▶ **DIRECTIVE 1**:
From the listing below, reproduce verbatim the lines starting at the one containing "Reviewer note. Check that every instance of the black jacket" and ending at the one containing "<point>62,64</point>", with both of those lines included.

▶ **EXTRACT**:
==========
= Great Drought of 1968 =

Drought in Chile

The Great Drought of 1968 (Spanish: Gran sequía de 1968) was a severe drought faced by Chile from 1967 to 1969. It was one of the largest rainfall deficits in the country during the twentieth century, comparable only to the drought of 1924. The magazine Topaze considered its effects worse than those of the 1960 Valdivia earthquake –the strongest earthquake ever recorded– and President Eduardo Frei Montalva called it "the silent earthquake" (Spanish: el terremoto silencioso).

The drought had its origin in the low amounts of precipitation that fell in 1967. The area affected by the drought spanned from Atacama Province in the north to Ñuble in the south. Albeit it had by the 1970s been suggested that droughts in Chile followed the solar cycle the Great Drought of 1968 escaped any such pattern. The drought have instead been found to overlap with the 1965–1976 period when La Niña tended to overlap with the cold phase of the Pacific decadal oscillation. In the hydrological year of 1969–1970 the area affected by the drought diminished from previously spanning the latitudes of 27–36° S to 27–32° S. The drought lasted three consecutive years, 1967, 1968 and 1969 and was part of a trend of an increasing number of three-year droughts that begun around 1930.

The government bought water tank trucks and plastic water tanks to aid in the supply of rural communities. In 30 cities the government carried out an emergency plan to assure the water supply. Politically, the drought came in a sensitive period as the Chilean land reform was underway. Scholars like Nicolás López, Fabián Jaksic and Pablo Camus posits that the drought, in conjunction with the formation of agrarian syndicates as enabled and promoted during the land reform, radicalized politics in the countryside during the late 1960s leading to occupations and labor strikes in parts of the Chilean countryside. Ultimately, social tensions influenced by the drought contributed to the showdown in the 1970 presidential election in which Salvador Allende narrowly emerged as victor.
==========
Dataset records:
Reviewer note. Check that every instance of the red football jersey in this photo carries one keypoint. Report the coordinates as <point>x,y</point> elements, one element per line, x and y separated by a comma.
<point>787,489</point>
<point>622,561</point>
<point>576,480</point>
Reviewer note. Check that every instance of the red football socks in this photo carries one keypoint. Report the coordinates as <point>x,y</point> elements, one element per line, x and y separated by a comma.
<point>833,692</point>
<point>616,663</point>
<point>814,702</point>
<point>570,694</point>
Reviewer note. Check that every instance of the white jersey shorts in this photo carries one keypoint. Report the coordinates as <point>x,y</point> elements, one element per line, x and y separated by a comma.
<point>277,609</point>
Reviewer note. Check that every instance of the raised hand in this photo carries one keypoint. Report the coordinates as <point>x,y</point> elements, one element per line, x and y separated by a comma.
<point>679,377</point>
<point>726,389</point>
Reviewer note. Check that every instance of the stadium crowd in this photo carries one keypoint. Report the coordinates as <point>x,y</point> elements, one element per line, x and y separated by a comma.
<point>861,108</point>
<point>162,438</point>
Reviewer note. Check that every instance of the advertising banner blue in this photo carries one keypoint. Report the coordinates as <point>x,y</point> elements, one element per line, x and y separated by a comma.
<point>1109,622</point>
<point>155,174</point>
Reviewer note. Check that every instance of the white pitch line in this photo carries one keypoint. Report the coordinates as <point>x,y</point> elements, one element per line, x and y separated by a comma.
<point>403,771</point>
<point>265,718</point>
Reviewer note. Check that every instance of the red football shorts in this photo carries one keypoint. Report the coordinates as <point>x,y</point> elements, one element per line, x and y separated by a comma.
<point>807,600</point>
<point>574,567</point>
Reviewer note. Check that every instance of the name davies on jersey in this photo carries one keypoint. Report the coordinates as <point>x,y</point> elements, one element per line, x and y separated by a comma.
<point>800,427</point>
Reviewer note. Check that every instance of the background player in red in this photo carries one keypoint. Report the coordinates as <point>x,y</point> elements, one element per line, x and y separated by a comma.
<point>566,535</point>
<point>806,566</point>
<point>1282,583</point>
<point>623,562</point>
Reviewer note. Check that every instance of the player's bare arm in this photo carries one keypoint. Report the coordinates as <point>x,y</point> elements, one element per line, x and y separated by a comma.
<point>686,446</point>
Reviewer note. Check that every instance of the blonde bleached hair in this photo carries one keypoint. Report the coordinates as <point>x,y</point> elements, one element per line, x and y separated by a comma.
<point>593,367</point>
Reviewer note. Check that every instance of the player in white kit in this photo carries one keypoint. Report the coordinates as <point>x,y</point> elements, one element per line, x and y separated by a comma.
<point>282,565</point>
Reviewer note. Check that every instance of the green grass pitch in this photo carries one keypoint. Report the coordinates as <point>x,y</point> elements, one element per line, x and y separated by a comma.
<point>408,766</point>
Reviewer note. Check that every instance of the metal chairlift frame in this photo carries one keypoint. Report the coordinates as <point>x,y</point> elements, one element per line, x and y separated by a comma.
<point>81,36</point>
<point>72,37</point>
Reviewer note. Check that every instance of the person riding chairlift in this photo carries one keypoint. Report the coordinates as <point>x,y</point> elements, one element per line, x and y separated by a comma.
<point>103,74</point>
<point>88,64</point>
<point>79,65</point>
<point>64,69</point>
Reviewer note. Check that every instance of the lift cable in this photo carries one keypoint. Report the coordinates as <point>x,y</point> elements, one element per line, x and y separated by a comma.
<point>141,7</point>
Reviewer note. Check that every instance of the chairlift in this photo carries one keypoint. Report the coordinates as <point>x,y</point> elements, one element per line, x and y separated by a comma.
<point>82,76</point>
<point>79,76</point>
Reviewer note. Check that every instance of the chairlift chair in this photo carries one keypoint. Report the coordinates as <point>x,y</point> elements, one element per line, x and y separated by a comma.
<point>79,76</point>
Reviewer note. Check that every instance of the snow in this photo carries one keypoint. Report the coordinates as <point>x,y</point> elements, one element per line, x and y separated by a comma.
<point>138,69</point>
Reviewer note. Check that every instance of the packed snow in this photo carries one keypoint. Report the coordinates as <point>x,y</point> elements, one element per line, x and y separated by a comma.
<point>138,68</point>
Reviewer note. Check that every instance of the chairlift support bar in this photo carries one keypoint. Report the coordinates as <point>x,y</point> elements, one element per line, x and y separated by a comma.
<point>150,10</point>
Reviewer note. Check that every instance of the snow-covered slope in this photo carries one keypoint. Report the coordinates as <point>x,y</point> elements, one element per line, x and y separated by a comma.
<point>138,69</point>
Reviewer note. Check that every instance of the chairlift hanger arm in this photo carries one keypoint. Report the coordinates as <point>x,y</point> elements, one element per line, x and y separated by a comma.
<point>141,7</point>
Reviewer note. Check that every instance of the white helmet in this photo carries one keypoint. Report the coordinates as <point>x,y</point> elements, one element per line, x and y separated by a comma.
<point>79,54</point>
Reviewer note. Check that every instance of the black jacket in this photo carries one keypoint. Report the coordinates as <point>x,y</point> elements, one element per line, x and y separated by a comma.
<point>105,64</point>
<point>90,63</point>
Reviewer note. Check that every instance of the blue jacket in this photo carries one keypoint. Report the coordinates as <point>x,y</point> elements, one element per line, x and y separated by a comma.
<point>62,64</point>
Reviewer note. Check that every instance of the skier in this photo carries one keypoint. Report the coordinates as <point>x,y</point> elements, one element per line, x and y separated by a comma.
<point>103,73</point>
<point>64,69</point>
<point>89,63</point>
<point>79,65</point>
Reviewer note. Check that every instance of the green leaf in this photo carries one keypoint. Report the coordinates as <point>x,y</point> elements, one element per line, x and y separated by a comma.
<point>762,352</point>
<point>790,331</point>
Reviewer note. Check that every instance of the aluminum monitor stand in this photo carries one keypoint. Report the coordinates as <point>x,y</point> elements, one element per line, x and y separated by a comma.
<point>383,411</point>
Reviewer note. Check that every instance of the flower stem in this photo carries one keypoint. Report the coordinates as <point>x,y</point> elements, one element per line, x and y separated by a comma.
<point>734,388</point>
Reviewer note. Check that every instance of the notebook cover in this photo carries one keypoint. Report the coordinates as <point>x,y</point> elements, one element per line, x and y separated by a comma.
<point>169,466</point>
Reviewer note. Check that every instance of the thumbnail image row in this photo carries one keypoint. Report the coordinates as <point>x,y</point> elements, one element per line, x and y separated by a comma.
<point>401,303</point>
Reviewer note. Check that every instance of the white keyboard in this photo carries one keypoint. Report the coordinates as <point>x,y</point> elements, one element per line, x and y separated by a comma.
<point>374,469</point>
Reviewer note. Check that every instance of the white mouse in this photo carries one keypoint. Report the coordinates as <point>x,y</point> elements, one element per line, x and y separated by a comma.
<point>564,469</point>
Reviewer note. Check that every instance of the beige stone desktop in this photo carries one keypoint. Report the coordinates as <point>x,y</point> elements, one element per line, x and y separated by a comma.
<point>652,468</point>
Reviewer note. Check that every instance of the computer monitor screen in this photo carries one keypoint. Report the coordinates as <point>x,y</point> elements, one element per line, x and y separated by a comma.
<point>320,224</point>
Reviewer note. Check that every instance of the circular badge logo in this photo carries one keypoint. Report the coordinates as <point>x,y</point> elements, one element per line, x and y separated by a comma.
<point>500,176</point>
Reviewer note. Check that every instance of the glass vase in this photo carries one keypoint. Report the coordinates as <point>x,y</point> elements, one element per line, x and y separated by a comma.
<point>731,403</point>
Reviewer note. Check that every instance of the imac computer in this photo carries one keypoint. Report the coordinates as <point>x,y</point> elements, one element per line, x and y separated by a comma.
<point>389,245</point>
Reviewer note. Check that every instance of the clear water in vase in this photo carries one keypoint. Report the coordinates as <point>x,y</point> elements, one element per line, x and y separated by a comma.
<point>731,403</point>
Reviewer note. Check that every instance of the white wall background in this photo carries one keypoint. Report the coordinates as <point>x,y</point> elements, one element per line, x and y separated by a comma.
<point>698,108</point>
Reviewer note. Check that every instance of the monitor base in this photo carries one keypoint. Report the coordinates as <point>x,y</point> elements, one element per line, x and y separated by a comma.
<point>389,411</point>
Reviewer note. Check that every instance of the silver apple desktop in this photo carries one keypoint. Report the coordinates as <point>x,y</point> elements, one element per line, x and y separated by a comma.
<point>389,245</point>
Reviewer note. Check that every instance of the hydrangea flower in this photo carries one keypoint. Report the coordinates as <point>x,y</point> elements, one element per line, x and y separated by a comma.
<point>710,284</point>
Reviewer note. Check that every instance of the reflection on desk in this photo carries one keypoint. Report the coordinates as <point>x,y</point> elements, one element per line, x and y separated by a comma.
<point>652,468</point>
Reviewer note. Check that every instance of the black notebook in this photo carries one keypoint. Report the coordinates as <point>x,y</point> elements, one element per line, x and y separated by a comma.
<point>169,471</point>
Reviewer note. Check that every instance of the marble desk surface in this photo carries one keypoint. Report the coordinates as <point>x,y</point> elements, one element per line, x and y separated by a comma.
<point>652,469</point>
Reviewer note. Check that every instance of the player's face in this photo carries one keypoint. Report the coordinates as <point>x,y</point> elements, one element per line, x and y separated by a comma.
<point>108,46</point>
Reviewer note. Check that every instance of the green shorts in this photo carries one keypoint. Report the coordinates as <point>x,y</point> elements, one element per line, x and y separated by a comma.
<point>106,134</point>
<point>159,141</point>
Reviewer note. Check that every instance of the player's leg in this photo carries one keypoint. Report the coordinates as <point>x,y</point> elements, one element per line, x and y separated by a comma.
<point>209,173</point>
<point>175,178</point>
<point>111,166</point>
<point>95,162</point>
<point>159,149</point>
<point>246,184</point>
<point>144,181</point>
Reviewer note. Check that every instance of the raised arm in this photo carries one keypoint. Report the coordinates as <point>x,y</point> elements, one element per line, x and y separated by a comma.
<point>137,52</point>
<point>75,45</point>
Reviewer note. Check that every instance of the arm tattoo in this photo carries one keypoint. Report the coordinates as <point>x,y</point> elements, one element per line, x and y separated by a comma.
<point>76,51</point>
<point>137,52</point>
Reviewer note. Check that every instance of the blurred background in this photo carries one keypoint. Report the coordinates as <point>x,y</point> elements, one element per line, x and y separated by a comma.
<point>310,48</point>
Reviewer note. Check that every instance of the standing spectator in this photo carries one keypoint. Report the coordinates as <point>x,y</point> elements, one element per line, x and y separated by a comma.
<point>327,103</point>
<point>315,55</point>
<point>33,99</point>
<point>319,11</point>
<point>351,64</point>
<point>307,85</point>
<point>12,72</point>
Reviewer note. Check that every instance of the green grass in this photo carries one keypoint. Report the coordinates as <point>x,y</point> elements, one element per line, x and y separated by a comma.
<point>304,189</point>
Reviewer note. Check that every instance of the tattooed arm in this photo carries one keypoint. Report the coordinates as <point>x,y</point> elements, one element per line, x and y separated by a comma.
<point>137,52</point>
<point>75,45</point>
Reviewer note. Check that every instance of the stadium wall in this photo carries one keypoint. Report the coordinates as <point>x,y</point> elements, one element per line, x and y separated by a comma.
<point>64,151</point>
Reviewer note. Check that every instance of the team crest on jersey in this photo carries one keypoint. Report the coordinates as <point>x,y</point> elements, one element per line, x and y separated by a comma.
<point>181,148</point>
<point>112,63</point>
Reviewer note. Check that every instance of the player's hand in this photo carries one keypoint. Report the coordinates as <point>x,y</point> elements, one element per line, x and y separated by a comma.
==========
▶ **DIRECTIVE 2**:
Extend the account of the Great Drought of 1968 in Chile, picking up after its final sentence.

▶ **RIGHT ANSWER 1**:
Reviewer note. Check that every instance of the black jacket in this photo carries one keypoint. Report the coordinates as <point>x,y</point> elements, one element per line, x and y separated by a comma.
<point>105,64</point>
<point>90,63</point>
Reviewer note. Check that every instance of the blue jacket in this photo carries one keypoint. Report the coordinates as <point>x,y</point> elements, one element per line, x and y separated by a comma.
<point>62,64</point>

▶ **RIGHT ANSWER 2**:
== Precipitation deficit ==
Precipitations in the affected zones where:

| City | Precipitations in mm/yr |  |  |
| Normal | 1968 (±%) | 1969 (±%) |
| Copiapó | 22.0 | 0 (-100%) | 21.3 (-3%) |
| La Serena | 104.3 | 34.2 (-67%) | 9.0 (-91%) |
| Ovalle | 125.8 | 36.6 (-71%) | 21.5 (-83%) |
| Valparaíso | 380.5 | 89.0 (-77%) | 197.1 (-48%) |
| Santiago | 329.8 | 62,2 (-78%) | 177,3 (-46%) |
| Rancagua | 426.1 | 82.0 (-81%) | 242.6 (-43%) |
| Linares | 940.9 | 527.1 (-44%) | 896.7 (-5%) |
| Chillán | 1024.9 | 536.9 (-48%) | 1045.5 (+2%) |

==Impact on agriculture==

The drought created huge losses for cultivations of potato, rice, maize, beans. Fruit trees and vineyards were also affected. 100 thousand cattle and 1 million sheep died because of the drought. Milk, meat and wool output declined. By September 1969 only 250 thousand goats remained from an earlier population of 650 thousand.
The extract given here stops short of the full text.